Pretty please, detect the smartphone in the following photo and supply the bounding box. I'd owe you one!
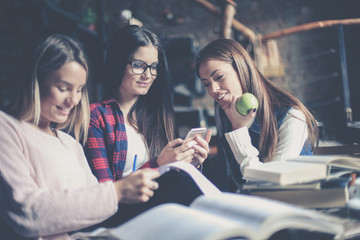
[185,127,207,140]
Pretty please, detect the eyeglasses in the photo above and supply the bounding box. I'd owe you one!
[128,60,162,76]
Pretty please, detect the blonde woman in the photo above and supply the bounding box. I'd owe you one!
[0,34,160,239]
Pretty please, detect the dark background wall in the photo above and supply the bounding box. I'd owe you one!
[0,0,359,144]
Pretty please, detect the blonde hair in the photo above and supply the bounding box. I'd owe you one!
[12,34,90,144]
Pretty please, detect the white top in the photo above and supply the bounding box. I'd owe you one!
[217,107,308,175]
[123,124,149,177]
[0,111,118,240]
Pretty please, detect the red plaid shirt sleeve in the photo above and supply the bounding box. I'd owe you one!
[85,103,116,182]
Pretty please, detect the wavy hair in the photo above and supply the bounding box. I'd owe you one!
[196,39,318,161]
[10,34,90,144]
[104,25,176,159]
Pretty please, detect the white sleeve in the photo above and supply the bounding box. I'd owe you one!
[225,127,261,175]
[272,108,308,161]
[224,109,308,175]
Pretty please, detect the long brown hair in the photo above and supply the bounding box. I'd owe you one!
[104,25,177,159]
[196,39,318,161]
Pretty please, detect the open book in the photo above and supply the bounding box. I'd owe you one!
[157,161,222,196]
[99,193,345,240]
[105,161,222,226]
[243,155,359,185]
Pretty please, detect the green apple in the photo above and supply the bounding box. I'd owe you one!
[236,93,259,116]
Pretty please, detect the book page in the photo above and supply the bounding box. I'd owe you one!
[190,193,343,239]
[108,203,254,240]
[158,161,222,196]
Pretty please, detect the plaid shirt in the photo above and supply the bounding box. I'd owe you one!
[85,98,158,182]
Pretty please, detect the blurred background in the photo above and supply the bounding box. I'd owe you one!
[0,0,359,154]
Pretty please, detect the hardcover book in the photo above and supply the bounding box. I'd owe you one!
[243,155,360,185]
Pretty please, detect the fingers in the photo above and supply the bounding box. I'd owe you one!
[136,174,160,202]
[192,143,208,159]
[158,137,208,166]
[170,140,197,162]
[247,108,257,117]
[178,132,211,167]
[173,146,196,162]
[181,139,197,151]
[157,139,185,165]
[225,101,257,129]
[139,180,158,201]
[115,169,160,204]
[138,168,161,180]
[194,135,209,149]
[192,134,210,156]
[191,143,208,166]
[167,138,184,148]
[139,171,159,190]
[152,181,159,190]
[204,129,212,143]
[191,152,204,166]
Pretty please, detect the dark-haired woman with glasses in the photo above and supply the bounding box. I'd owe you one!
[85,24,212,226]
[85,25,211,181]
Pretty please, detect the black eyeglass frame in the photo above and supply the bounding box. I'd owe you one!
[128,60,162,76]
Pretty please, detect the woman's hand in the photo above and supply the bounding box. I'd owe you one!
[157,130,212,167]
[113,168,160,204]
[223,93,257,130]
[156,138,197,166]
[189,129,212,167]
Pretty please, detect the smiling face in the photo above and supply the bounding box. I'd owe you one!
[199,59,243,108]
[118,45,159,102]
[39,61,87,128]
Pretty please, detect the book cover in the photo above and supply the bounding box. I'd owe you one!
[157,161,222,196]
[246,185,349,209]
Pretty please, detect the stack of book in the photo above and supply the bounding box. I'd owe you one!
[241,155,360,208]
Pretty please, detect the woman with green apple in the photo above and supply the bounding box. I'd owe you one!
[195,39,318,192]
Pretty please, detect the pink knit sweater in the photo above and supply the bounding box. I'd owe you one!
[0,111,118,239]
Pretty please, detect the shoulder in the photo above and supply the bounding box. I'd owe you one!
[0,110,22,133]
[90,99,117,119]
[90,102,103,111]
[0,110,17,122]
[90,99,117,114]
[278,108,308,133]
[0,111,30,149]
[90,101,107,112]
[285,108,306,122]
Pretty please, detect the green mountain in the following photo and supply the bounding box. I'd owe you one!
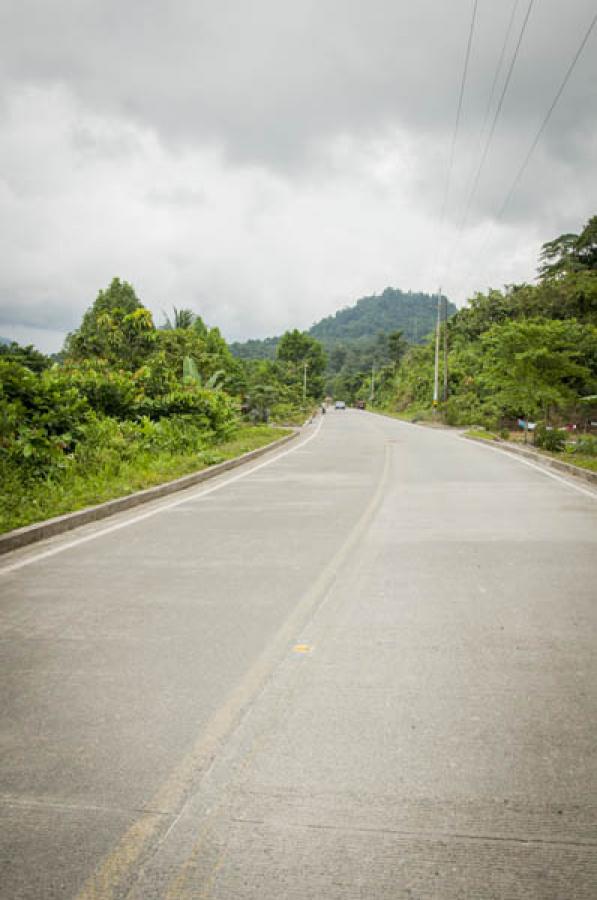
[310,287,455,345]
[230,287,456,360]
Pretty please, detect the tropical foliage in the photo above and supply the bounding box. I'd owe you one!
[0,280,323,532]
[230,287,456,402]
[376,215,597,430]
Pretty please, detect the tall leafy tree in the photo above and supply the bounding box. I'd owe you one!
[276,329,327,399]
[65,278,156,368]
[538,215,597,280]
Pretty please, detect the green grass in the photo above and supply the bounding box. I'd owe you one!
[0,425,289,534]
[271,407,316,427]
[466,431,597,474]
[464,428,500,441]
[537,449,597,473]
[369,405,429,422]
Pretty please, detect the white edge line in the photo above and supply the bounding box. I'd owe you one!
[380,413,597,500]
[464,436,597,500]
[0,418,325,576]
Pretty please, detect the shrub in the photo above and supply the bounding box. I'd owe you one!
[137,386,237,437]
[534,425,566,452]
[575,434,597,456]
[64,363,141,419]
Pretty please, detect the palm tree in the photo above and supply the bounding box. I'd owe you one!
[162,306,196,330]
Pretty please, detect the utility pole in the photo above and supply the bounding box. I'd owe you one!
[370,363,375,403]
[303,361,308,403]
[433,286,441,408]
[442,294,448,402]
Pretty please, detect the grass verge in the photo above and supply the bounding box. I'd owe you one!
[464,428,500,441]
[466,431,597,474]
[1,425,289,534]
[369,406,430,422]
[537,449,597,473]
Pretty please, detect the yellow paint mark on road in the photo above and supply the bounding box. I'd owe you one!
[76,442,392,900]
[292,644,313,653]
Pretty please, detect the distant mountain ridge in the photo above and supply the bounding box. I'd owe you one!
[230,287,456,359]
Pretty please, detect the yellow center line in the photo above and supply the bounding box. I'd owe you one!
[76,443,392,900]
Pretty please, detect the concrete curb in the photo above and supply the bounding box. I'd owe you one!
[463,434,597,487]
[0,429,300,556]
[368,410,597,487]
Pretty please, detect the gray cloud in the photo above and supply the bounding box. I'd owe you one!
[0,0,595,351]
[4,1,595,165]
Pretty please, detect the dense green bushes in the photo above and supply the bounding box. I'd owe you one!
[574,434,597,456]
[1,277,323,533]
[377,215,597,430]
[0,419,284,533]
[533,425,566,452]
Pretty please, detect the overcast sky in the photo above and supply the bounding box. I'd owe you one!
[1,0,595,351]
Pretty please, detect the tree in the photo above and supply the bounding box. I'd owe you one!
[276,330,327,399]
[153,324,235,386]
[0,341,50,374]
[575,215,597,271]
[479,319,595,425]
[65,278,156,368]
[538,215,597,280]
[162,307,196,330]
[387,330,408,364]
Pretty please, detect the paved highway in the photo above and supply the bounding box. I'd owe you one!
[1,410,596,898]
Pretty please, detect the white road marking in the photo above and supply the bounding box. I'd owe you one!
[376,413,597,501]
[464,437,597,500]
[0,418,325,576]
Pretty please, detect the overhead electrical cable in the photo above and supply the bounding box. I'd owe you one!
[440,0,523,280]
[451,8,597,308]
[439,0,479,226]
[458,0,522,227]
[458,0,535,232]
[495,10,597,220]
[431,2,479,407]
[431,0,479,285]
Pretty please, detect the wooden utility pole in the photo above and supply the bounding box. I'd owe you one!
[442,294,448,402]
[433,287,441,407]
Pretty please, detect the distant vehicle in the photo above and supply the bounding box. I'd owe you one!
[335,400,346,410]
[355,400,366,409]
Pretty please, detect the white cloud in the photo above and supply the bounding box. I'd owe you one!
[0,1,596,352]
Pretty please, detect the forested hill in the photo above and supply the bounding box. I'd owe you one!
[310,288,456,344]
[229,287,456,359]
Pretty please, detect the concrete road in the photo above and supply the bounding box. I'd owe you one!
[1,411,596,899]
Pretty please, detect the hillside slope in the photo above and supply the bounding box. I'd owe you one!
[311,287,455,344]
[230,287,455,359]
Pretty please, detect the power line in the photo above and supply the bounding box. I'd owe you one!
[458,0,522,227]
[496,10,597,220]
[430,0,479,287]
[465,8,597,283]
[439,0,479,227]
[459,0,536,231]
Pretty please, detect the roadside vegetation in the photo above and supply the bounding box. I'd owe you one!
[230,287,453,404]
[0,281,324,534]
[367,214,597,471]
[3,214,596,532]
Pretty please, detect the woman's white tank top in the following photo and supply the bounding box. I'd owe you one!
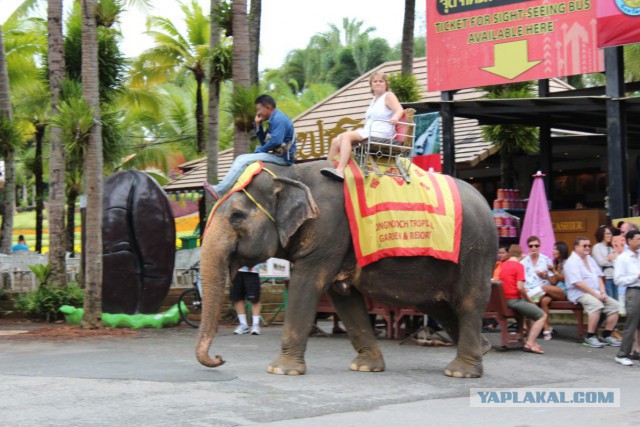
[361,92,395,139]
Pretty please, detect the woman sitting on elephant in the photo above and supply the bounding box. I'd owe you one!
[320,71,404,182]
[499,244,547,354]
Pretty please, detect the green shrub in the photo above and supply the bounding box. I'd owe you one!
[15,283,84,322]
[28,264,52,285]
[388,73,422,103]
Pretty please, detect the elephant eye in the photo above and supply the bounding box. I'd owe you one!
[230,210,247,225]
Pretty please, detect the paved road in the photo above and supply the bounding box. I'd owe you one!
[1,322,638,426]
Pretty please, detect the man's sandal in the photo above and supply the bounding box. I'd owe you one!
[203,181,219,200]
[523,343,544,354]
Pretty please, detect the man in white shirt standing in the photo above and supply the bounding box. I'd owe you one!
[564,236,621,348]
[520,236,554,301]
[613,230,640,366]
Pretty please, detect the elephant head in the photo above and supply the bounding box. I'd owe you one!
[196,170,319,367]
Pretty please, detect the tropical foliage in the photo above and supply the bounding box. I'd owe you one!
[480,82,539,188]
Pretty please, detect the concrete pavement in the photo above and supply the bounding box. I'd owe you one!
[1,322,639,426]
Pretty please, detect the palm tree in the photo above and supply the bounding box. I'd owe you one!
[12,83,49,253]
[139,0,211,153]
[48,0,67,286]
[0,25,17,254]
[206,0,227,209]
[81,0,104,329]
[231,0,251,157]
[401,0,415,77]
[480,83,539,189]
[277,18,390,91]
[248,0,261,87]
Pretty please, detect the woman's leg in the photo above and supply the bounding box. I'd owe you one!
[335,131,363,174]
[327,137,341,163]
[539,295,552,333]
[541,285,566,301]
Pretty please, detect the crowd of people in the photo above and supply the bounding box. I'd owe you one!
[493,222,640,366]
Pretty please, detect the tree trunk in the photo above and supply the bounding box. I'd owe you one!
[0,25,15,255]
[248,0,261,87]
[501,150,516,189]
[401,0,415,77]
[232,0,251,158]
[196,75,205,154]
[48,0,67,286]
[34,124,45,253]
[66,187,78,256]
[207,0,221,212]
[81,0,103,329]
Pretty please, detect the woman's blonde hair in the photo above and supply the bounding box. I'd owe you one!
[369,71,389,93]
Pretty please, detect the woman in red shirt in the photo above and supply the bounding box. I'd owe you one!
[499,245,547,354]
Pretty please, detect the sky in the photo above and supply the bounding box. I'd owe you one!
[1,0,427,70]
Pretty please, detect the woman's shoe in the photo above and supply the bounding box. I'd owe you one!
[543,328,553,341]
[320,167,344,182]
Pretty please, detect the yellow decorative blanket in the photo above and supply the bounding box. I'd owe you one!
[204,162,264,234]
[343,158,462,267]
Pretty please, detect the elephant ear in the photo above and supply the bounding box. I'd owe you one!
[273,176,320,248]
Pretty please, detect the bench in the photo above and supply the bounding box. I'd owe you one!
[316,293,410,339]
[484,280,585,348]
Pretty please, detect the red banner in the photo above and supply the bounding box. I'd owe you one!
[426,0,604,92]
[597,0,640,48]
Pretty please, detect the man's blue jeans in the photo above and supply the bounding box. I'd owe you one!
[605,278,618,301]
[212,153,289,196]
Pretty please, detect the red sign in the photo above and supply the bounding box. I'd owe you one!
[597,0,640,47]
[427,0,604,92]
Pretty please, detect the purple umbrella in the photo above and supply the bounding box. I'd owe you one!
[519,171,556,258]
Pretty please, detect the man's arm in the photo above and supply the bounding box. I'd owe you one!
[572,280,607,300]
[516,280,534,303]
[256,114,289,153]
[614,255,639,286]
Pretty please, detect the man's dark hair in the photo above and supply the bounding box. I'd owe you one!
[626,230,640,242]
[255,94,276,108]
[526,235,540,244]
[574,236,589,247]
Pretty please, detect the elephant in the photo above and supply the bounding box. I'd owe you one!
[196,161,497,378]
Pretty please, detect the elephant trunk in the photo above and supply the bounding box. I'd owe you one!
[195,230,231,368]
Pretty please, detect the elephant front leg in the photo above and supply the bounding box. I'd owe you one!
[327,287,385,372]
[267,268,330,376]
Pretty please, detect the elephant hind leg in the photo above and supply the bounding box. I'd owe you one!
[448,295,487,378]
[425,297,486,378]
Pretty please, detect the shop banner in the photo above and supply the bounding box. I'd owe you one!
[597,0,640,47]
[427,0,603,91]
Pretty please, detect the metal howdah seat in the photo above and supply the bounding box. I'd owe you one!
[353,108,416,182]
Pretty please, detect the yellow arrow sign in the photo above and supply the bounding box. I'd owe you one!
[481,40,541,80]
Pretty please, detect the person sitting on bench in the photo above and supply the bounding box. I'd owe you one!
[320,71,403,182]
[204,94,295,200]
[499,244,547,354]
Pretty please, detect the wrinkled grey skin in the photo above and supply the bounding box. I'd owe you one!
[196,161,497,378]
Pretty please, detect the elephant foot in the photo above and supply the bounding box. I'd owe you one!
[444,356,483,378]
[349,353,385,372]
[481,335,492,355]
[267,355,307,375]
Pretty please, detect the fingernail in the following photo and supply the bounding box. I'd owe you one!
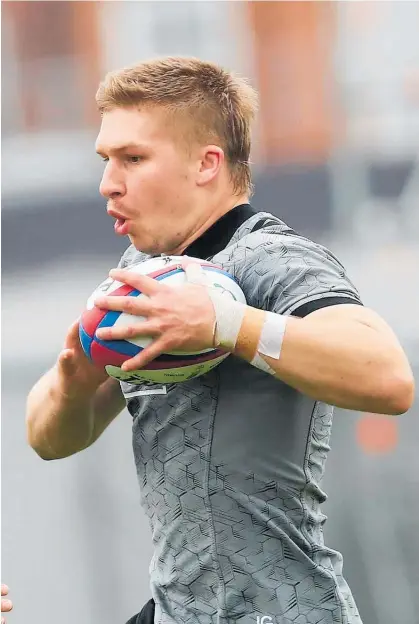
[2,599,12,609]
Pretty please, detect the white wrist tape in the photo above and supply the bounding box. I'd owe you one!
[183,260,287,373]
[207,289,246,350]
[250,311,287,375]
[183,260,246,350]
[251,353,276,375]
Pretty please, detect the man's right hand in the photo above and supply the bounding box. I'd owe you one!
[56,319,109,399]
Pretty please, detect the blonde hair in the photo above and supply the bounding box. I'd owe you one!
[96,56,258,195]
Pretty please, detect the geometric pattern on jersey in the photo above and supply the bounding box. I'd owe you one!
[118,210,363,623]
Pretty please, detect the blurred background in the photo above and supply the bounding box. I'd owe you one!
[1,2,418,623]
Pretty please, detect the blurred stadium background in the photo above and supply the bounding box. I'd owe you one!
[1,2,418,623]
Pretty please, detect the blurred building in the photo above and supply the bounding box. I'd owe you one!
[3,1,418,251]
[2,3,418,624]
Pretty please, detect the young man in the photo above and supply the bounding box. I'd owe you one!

___

WHAT YOU WILL DO → The range runs from the line with "Pretty please, detect the geometric" to the last line of the entries above, both included. Restate it word for word.

ANSWER BOX →
Pretty please, detect the geometric pattern on jersey in the photo above and supply the bounding box. I'd owe you one!
[118,210,363,623]
Pretty please, detect the blurred background in the photo above and supply the bounding box. I'd owe you one!
[1,2,418,623]
Pretty please, detect the blurred stadium background in the photo above and supply the bounding box. I'd owe you one!
[1,2,418,623]
Pretty please, detect the blurred building in the photo above and supply the bounding box. I'd owe you one!
[3,1,418,251]
[2,3,418,624]
Pretty please, detect the young man in the photo above and supply the bounding box. I'd owe you one!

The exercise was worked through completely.